(Entries for pointing and labeling)
⟨
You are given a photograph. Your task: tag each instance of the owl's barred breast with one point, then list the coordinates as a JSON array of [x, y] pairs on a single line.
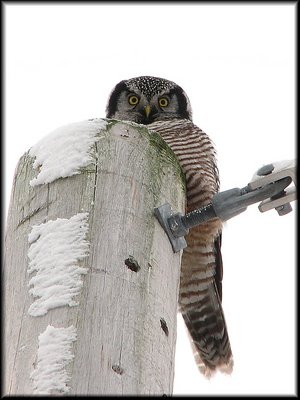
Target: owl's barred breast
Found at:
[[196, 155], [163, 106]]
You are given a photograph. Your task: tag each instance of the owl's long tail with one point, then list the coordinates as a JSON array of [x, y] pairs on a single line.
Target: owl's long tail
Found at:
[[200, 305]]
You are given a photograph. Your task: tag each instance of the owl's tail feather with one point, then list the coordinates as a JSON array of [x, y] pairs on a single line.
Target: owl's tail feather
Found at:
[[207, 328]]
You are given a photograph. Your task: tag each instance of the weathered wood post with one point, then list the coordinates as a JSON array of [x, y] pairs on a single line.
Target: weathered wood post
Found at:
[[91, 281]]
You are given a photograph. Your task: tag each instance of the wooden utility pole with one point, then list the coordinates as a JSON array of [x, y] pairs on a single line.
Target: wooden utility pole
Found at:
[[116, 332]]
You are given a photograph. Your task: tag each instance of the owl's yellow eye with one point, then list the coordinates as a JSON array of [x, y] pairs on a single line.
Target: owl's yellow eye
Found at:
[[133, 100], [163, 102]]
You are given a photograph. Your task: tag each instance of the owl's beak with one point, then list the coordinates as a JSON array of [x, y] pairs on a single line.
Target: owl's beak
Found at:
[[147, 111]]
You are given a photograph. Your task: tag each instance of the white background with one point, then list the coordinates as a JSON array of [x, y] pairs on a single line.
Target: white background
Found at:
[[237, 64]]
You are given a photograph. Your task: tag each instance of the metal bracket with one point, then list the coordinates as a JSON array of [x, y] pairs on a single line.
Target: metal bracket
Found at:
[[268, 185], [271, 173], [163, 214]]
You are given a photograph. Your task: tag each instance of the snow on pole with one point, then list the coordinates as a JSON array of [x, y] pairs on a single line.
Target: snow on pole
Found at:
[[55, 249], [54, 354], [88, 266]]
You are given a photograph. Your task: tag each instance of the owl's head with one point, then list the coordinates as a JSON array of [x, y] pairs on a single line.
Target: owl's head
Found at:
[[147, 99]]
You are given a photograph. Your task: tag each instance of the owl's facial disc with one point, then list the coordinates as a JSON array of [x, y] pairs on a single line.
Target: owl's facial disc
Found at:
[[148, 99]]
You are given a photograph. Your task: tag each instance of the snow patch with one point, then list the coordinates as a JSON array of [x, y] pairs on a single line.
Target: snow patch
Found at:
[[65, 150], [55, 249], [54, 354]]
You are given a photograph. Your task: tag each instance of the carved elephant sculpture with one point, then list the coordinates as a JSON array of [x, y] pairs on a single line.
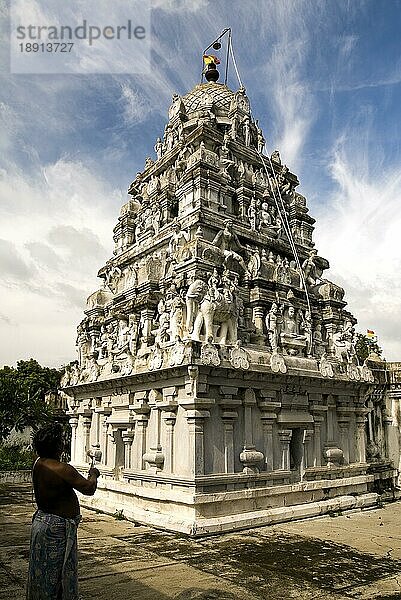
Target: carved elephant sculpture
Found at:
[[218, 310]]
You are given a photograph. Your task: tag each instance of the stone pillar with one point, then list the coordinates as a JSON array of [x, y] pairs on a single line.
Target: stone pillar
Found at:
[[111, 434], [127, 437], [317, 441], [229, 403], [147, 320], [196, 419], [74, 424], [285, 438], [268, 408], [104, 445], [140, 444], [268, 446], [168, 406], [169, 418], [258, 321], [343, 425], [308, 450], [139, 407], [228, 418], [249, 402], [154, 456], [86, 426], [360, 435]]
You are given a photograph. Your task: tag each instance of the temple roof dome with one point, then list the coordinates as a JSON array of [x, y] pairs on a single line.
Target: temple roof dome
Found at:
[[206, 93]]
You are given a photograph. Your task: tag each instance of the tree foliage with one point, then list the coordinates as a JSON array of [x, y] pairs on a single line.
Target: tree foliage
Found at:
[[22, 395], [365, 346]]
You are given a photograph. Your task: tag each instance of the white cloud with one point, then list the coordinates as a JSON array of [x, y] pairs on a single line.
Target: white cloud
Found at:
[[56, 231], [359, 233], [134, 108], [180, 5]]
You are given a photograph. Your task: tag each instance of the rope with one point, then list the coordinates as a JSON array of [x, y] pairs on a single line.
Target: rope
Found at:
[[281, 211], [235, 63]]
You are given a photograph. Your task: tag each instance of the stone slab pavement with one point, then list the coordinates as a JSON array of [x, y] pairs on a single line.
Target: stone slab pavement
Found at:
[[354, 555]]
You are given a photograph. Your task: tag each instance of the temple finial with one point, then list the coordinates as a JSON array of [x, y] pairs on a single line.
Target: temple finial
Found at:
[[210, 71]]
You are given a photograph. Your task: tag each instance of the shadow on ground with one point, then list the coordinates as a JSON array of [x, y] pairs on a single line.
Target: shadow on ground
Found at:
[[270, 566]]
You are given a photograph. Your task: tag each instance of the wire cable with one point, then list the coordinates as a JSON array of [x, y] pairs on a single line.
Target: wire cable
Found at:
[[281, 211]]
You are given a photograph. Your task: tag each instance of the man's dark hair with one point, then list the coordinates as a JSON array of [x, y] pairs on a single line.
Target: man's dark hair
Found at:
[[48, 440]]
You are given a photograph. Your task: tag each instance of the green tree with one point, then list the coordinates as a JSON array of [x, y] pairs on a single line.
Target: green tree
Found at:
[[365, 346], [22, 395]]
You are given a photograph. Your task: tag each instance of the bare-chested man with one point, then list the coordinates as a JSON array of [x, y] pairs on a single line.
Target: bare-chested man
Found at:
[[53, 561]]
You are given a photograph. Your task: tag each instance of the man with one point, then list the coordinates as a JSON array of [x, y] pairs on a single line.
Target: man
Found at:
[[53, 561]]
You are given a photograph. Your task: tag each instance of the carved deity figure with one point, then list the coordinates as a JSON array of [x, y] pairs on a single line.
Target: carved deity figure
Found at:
⟩
**Stated exercise**:
Rewrite all of these lines with "photograph" renamed to "image" and everything else unchanged, leaving the pictures out.

**Result of the task**:
You are given a image. Your task: tag each instance of the owl's barred breast with one point, then list the coordinates as a JSON array of [x, y] pairs on a single line.
Target: owl's barred breast
Found at:
[[196, 155], [163, 106]]
You are given a image. Your task: tag each instance of the owl's long tail with one point, then list the coordinates as a JSON array of [x, y] pairs on a single line.
Target: owl's long tail
Found at:
[[200, 305]]
You are given a image. Your task: tag each instance of the owl's tail feather with one point, then list the coordinates as a JSON array of [x, y] pairs on a single line.
Target: owl's tail feather
Found at:
[[207, 328]]
You are given a image. Your task: tag each instance of the weathered wood post with one point, then list the coordinates as a JSON array of [x, y] pairs on a single line.
Target: weathered wood post
Found at:
[[91, 281]]
You are given a image. Your task: tag each instance of the wooden utility pole with one point, then list the coordinates as a JSON array of [x, y] pairs on a single line.
Target: wooden utility pole
Found at:
[[116, 332]]
You are given a image. Your task: tag each instance of the owl's yellow eye with one point, then list the coordinates as a JSON array of [x, y] pairs on a single line.
Target: owl's yellow eye
Found at:
[[133, 100], [163, 102]]
You are given a image. Your task: tag each instance of the owl's beak with one point, then list the coordinates as a JSON array of [x, y] pairs on a single line.
Target: owl's beak
Found at:
[[147, 111]]
You are given a image. Your task: tag each instance of the white background with one point, then list the coordinates as a JSON array of [x, y] pairs on a single line.
Target: white background
Found at:
[[237, 64]]
You are given a image. Your task: tag each instance of the metal bracket with one point, then list the coordinates as a JSON array of [x, y] pairs on a single line.
Target: metal bracket
Found at:
[[268, 185], [271, 173], [163, 214]]
You are given a image. Your task: tag each instance of the snow on pole with one point, then list the coordinates as a JSON array of [x, y] pairs on a single line.
Target: snow on pole
Found at:
[[55, 249], [54, 354], [88, 266]]
You are given a image. Your task: tag each instance of the owl's head with one point, then list the coordinates as a JSON array of [x, y] pairs on a single line.
Target: owl's head
Found at:
[[147, 99]]
You are given a image. Your task: tag each instance of the owl's facial disc with one point, then list the coordinates as a JSON array of [x, y] pairs on a single line.
Target: owl's facial disc
Found at:
[[148, 99]]
You are given a image. Your task: tag each instance of the snow patch with one point, then list the coordinates as a JSON array of [x, y] pairs on a single line.
Target: snow patch
Found at:
[[65, 150], [55, 249], [54, 354]]
You are given a image. Your task: tag each instance of the carved elephant sculpture with one point, then list the coordinates as a JSON array of [x, y] pairs on a single line.
Target: carved elephant sculpture
Found at:
[[218, 310]]
You are given a image. Your task: tag each instance of the stone pillar with one point, then list the coordinates as a JSON array of [x, y] pairs on a single line.
Target: stone pillar
Found at:
[[111, 434], [127, 437], [317, 441], [229, 403], [147, 320], [196, 419], [74, 424], [285, 438], [268, 408], [104, 445], [140, 444], [268, 446], [168, 406], [169, 418], [258, 321], [343, 425], [308, 450], [139, 407], [228, 418], [249, 402], [154, 456], [86, 426], [360, 435]]
You are given a image. Your task: tag each instance of the temple roof dome with one point, then list the coordinates as a JSON array of [x, y] pairs on a single line.
Target: temple roof dome
Found at:
[[206, 93]]
You are given a image. Your task: tag each instance of the tree foliage with one point, then list the coordinates as a JSON array of [x, y] pairs on a single line.
Target: tree foliage
Found at:
[[22, 395], [365, 346]]
You are given a image. Your task: tag each instance of the white cloud with one point, then list the coordinates as a JSON array of [x, y] pairs on a single line.
Target: white cloud
Found at:
[[56, 231], [359, 233], [134, 108], [180, 5]]
You are given a image. Your task: tag each instance of the rope with one point, then list the coordinates as a JSON array of [x, y] pairs on a single line.
Target: rope
Found at:
[[281, 211], [235, 63]]
You are given a image. Your task: tag each instance of the stone slab pavement with one point, then list the coordinates as a JSON array of [x, y] pairs on a single line.
Target: stone slab pavement
Found at:
[[354, 555]]
You are given a image. Your task: tag each instance of the temple finial with one point, then list the coordinates as a JSON array of [x, y] pairs on a single line.
Target: temple finial
Found at:
[[210, 71]]
You are given a image. Your task: tag each instance of the shadow on ground with one point, then list the coordinates as a JSON array of [x, y] pairs on a single line.
Target: shadow on ground
Found at:
[[270, 566]]
You are given a image. Your task: tag each instance of the wire cable with one point, then list the coordinates as a JSON array of [x, y] pairs on a single line.
Target: wire cable
Found at:
[[281, 211]]
You are given a image. Your task: tag each instance of the man's dark hair with one point, then list the coordinates as a JSON array of [x, y] pairs on a single line.
Target: man's dark hair
Found at:
[[48, 440]]
You are given a image. Your task: tag each instance of the green tree with one point, then list the coordinates as a JSON array of [x, y] pairs on a single line.
Target: green tree
Found at:
[[365, 346], [22, 395]]
You are given a image. Your task: tag each instance of the bare-chested man with one point, then list the coordinates as a JSON array of [x, y] pairs on a single line.
Target: bare-chested man
Found at:
[[53, 561]]
You are given a image. Your task: tag each instance of the man with one point, then list the coordinates as a JSON array of [x, y] pairs on a single line.
Target: man
Found at:
[[53, 561]]
You are given a image. Your task: tag each instance of the carved deity figure with one point, then list the coordinates as a JSON array of [x, y] pairs on a single line.
Target: carved deity figure
Found at:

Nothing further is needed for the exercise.